Source data:

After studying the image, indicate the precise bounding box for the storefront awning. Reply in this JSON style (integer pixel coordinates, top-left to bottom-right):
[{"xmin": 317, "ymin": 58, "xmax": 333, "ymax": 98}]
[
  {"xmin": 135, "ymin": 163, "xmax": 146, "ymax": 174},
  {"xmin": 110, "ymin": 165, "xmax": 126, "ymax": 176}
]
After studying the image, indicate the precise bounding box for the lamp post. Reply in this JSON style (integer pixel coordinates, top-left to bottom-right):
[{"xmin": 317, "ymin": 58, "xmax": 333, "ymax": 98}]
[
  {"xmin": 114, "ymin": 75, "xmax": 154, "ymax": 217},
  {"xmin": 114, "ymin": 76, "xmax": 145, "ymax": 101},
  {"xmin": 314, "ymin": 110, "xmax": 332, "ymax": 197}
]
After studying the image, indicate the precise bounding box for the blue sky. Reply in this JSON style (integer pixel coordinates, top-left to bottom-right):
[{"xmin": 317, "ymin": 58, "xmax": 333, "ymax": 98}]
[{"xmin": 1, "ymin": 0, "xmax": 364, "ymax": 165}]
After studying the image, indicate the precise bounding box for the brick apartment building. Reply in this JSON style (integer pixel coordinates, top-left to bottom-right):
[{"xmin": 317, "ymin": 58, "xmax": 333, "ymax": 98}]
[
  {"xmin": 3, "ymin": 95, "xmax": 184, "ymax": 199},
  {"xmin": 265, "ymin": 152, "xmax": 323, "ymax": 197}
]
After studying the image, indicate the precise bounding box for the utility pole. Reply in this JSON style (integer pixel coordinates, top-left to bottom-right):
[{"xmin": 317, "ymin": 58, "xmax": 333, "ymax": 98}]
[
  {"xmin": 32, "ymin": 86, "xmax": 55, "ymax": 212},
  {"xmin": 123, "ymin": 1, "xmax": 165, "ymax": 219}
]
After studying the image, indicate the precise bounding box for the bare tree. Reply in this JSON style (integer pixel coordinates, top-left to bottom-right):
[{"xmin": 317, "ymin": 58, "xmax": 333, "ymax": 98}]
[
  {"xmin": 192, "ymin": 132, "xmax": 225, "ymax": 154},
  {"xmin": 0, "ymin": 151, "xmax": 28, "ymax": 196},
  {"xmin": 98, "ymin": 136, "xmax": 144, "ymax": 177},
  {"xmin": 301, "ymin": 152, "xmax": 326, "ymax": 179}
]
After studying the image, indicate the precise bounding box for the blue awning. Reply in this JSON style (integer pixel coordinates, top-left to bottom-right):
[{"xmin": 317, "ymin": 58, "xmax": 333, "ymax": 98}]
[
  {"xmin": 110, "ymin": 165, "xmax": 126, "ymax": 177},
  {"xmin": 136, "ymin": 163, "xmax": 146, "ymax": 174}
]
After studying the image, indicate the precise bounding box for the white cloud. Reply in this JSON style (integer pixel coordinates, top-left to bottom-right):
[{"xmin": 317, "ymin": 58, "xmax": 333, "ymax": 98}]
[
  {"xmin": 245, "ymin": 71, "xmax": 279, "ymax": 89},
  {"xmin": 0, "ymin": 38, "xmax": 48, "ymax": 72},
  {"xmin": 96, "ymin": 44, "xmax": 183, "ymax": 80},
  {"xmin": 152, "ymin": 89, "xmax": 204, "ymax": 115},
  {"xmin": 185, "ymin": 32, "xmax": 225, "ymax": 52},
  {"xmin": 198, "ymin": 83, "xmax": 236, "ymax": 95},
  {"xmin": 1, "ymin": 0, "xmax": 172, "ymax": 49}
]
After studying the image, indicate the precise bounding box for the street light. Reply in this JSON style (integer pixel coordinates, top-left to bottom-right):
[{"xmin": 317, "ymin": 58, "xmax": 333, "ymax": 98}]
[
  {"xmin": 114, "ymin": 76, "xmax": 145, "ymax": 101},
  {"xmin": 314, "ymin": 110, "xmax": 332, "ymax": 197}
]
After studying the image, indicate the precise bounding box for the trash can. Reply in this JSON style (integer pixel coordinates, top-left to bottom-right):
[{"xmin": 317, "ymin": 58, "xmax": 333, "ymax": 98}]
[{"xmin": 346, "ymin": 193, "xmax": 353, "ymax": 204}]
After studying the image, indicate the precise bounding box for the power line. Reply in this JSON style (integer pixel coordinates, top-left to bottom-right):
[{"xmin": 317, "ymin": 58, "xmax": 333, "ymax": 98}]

**TO DO:** The expected output is the lines from the one with "for the street" through the end of the data, exactly as written and nothing more.

**SOLUTION:**
After studying the image, indicate the precise bounding box for the street light. Reply in this JSON style (integer pixel coordinates, top-left to bottom-right):
[{"xmin": 317, "ymin": 58, "xmax": 333, "ymax": 98}]
[
  {"xmin": 114, "ymin": 76, "xmax": 145, "ymax": 101},
  {"xmin": 314, "ymin": 110, "xmax": 332, "ymax": 197}
]
After studying the image, indicate the precise bounding box for the trash can. Reply in this JSON style (integer pixel coordinates, top-left to bottom-right):
[{"xmin": 317, "ymin": 58, "xmax": 333, "ymax": 98}]
[{"xmin": 346, "ymin": 193, "xmax": 353, "ymax": 204}]
After studying the image, indicate the precise bounding box for the power line. Reply in this JSON style (integer pixel coordinates, top-left to bottom-right):
[{"xmin": 317, "ymin": 58, "xmax": 333, "ymax": 98}]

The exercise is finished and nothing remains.